**DOCUMENT TEXT:**
::::

Once again, if we look at New York City we see this result quite clearly. In the dense inner suburbs people don’t need to own a car, in fact I think 70% of Manhatten residents don’t own a car, because the urban areas are dense enough and mixed-use enough to make it possible for the community trips to be undertaken without a car. Further out into the outer suburbs of New York, public transport use remains reasonably high for work commuting, but falls away for these community trips. As a result, more people need to own cars and the places are still fairly auto-dependent.
Anyway, getting back to the issue of employment densities in Auckland, the ARC has looked at this issue in quite a bit of detail in the analysis of forming a “where should we grow” plan to follow on from the 1999 Regional Growth Strategy. The different “growth scenarios” are outlined below:
Scenario 1 takes a compact urban form approach, based on high density centres and corridors. As a general theme, this scenario focuses future growth in centres that are located on or near the current and future Rapid Transit Network (RTN). This recognises the importance of leveraging off existing and planned investment in the transport network. In this scenario all projected future growth is provided within the urban area (as of 2008). This includes all future residential growth, Group 2 (retail, business services, offices etc) and Group 1 (manufacturing, transport and storage, wholesale trade, construction) business land. This scenario gives particular prominence to the Central Business District (CBD) and CBD fringe and four centres (called regional centres) recognising that these centres will have a strategic role to play in terms of scale and function to meet a range of housing and employment needs. A number of centres play a supporting role for growth and change (called principal and town centres).
Scenario 2 also takes a compact urban form approach, through high density centres and corridors, in locations on the current and future RTN, but it provides more dispersed growth than Scenario 1. Most future growth is provided within the 2008 urban area; however this scenario also provides for the expansion of some existing rural towns and the development of some new large transit orientated towns i.e. new towns on the RTN, and outside the current Metropolitan Urban Limit (MuL). As with Scenario 1, this scenario gives prominence to the CBD and CBD fringe, four regional centres, and a range of principle and town centres play a supporting role for growth and change. However, all centres tend to provide less capacity than those in Scenario 1.

::::

**RAW DATA:**
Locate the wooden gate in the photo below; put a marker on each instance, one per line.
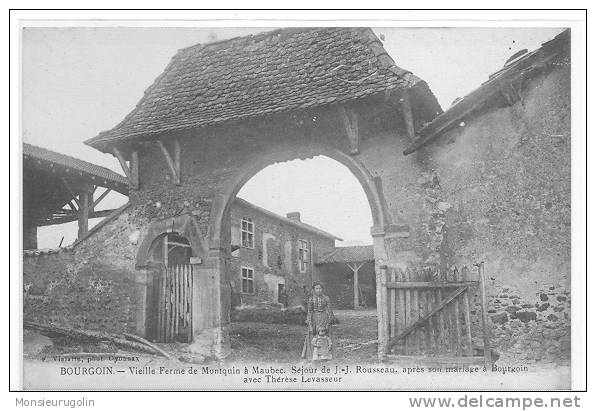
(429, 315)
(174, 312)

::::

**WRITTEN REQUEST:**
From the urban density text above, extract everything from "Scenario 2 also" down to "in Scenario 1.".

**IN RESPONSE:**
Scenario 2 also takes a compact urban form approach, through high density centres and corridors, in locations on the current and future RTN, but it provides more dispersed growth than Scenario 1. Most future growth is provided within the 2008 urban area; however this scenario also provides for the expansion of some existing rural towns and the development of some new large transit orientated towns i.e. new towns on the RTN, and outside the current Metropolitan Urban Limit (MuL). As with Scenario 1, this scenario gives prominence to the CBD and CBD fringe, four regional centres, and a range of principle and town centres play a supporting role for growth and change. However, all centres tend to provide less capacity than those in Scenario 1.